Stated task: Render the lines as a JSON list of strings, one string per line and blank lines left out, starting at the line that contains "Q: Where is a point on each instance of the grass" and ending at the line that contains "x=116, y=253".

Material supplied:
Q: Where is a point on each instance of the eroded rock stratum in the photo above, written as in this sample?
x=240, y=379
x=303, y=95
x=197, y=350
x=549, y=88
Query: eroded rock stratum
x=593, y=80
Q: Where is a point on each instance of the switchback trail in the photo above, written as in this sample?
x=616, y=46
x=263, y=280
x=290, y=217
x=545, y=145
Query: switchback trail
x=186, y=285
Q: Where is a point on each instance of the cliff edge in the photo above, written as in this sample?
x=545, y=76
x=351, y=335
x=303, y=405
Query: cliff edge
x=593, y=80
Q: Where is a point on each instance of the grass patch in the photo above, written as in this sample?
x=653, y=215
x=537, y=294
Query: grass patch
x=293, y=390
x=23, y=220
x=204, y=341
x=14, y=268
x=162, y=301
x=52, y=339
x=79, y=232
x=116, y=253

--

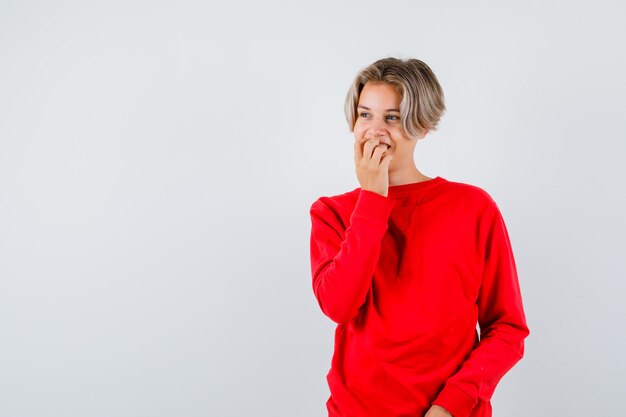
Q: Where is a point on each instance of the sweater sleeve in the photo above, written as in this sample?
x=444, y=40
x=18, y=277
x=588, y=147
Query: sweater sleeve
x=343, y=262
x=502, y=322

Task answer:
[
  "Q: Where is a point on each instance of the grass patch in the photo above, written as in this sample?",
  "x=653, y=215",
  "x=537, y=294",
  "Query: grass patch",
  "x=293, y=390",
  "x=23, y=220",
  "x=204, y=341",
  "x=14, y=268",
  "x=162, y=301",
  "x=52, y=339",
  "x=79, y=232",
  "x=116, y=253"
]